DOCUMENT EXTRACT:
- - - - - - -

Older CPUs can hold a fair premium on the unlocked(K-versions), Sky/Kabylake hasn’t gone down mostly as “refurbishers/off-lease” tend to part out systems if the board is bad and the CPU checks as ok. There is also the factor of 6600K & 6700K actually OC-ed better than Kabylake on later CPU batches vs Kaby i5 7600K/7700K only OC-ed well with the IGP disabled, if I remember there wasn’t much interest once Ryzen launched and Intel quickly pushed the 8th gen out. 6600K can easily OC to 5Ghz and the 6700K usually averages 4.8Ghz.

Typically the trend of older hardware parts dropping in price varies, boxed retail CPUs are re-priced based on “current trends” and since most companies use AI/bots to price items you could end up with crazy increase/decrease trends(ex: there was a book reseller on Amazon and a certain book kept going up or dropping a few cents–there was a news article about this).

AI might be another good explanation why prices for older CPUs stay high. Usually retailers in other countries base their prices on Amazon offerings (at least this is what it seems like in my country) - except for things that don’t sell in US, UK and DE, those thing tend to drop pretty low in price (things that only sell in central and eastern Europe, India and south-east Asia). But as I mentioned, not just the K variants, but the normal non-K variants of the same CPU and even lower tier CPUs like i5s x500 / x400 are still priced waaaay to expensive, pretty much nobody is going to buy them.

I’m trying to fill my curiosity as to why the prices for them aren’t falling (and to get a good deal, even second hand, they are still very high, even though these guys know their performance isn’t worth the cost, they just price them high because the only alternative is buying them at launch prices). Unfortunately for me, I can’t find companies selling their old server stuff, I will be trying to benchmark a quad-core Core2 Xeon with 32 GB of RAM server from my work (these things use more energy than they’re worth it), but I think even my dual core with HT Pentium will outperform it.

- - - - - - -

RECORDS FOR THE EXERCISE:
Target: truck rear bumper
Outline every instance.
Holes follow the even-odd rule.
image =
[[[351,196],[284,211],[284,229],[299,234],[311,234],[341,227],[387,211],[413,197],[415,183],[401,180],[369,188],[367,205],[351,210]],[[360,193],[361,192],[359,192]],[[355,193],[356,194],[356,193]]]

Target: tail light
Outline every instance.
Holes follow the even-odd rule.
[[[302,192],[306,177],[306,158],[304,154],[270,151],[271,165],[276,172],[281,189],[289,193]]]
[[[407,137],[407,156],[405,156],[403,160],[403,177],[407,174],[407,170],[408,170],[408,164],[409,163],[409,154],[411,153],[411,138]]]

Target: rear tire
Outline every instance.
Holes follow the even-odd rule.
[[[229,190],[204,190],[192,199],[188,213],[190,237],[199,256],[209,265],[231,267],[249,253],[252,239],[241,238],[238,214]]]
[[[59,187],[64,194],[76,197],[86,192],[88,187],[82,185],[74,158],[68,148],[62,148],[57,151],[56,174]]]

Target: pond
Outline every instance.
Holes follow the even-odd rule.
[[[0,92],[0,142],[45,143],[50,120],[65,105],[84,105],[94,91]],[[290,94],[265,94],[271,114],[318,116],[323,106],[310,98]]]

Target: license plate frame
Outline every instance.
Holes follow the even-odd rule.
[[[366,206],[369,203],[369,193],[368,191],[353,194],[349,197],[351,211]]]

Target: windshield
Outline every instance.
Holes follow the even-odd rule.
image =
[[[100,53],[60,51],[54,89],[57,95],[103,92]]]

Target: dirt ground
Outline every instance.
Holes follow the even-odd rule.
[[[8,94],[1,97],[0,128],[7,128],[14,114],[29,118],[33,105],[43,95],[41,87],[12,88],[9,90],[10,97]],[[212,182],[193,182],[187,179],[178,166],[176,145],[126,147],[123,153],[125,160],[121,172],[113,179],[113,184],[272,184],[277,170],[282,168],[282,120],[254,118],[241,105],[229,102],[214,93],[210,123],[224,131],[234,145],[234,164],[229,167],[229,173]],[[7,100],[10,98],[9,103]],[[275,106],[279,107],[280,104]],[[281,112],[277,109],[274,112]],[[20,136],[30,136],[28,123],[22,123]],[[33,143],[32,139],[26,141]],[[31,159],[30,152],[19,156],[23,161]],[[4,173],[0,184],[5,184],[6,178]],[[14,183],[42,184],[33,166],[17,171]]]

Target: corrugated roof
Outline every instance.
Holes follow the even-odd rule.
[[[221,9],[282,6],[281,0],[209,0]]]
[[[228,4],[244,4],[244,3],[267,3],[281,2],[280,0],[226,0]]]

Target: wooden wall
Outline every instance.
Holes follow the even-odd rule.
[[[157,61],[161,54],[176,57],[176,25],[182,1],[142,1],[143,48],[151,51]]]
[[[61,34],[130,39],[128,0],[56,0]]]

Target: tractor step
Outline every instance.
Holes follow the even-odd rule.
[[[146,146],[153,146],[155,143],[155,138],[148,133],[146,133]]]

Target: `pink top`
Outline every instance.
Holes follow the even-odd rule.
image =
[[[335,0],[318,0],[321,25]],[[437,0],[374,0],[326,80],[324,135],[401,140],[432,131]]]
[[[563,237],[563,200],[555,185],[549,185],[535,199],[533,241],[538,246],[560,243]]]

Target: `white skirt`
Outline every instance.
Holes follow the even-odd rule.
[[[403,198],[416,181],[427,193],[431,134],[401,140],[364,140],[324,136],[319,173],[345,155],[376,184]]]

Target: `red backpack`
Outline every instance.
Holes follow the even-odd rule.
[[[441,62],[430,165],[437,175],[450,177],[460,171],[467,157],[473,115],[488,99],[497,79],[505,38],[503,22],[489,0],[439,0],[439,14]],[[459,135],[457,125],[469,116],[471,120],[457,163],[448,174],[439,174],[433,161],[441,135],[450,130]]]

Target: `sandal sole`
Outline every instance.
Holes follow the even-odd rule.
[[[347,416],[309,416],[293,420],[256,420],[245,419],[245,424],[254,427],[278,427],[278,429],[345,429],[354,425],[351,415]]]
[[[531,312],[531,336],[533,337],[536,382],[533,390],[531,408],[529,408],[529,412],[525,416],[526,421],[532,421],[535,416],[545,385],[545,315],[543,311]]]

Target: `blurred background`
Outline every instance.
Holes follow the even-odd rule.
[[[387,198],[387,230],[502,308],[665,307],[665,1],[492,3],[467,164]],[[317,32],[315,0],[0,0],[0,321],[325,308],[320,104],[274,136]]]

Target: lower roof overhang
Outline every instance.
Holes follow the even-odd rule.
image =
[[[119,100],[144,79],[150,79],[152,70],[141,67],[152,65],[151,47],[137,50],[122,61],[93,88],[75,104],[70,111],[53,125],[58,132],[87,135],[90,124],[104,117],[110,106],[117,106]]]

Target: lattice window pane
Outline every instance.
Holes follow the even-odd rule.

- - - - - - -

WHAT TO DO:
1. Based on the post about CPU prices, do the following statements agree with it: (a) the 6700K usually averages 4.8Ghz when overclocked, (b) the writer found companies selling their old server equipment, (c) the Kaby i5 7600K/7700K overclocked well with the IGP enabled? For each one, answer yes or no and quote the deciding words from the post.
2. Rewrite the rows from the first line of the rows through the line that contains "[[[100,53],[60,51],[54,89],[57,95],[103,92]]]", both ends included. Keep the requests unchanged, and multiply every polygon coordinate in the answers by 1.8, rounding to whole numbers with halves going up.

THE SOLUTIONS:
1.
(a) Yes: "the 6700K usually averages 4.8Ghz"
(b) No: "I can’t find companies selling their old server stuff"
(c) No: "only OC-ed well with the IGP disabled"

2.
Target: truck rear bumper
Outline every instance.
Holes follow the even-odd rule.
image =
[[[632,353],[511,380],[511,412],[538,421],[560,421],[614,409],[697,380],[743,355],[747,329],[722,324],[664,338],[661,369],[632,378]],[[648,347],[650,346],[646,346]],[[639,347],[641,349],[641,347]]]

Target: tail light
Outline every instance.
Holes follow the even-odd rule.
[[[544,346],[551,319],[551,284],[547,277],[486,272],[488,297],[497,310],[506,340],[520,347]]]
[[[733,247],[733,281],[729,281],[725,288],[725,319],[733,313],[733,306],[734,306],[734,295],[736,293],[736,277],[740,275],[740,248]]]

Target: rear tire
Outline every instance.
Holes follow the even-odd rule.
[[[412,342],[367,342],[346,358],[338,383],[342,427],[358,461],[376,477],[416,481],[448,455],[454,430],[434,428],[428,385]]]
[[[106,337],[115,349],[137,355],[155,346],[158,337],[148,333],[133,284],[122,266],[112,266],[103,272],[101,313]]]

Target: pond
Outline every instance.
Holes follow the even-odd rule.
[[[0,166],[0,256],[81,257],[90,216],[117,189],[151,189],[169,164]],[[522,169],[477,169],[488,205],[572,209],[581,191],[558,176]]]

Target: license plate frame
Outline every instance.
Holes follow the even-odd rule.
[[[659,371],[664,365],[664,347],[662,344],[635,349],[628,355],[632,380]]]

Target: windshield
Outline every instance.
Holes follow the even-odd rule.
image =
[[[180,95],[108,92],[97,160],[103,171],[185,166]]]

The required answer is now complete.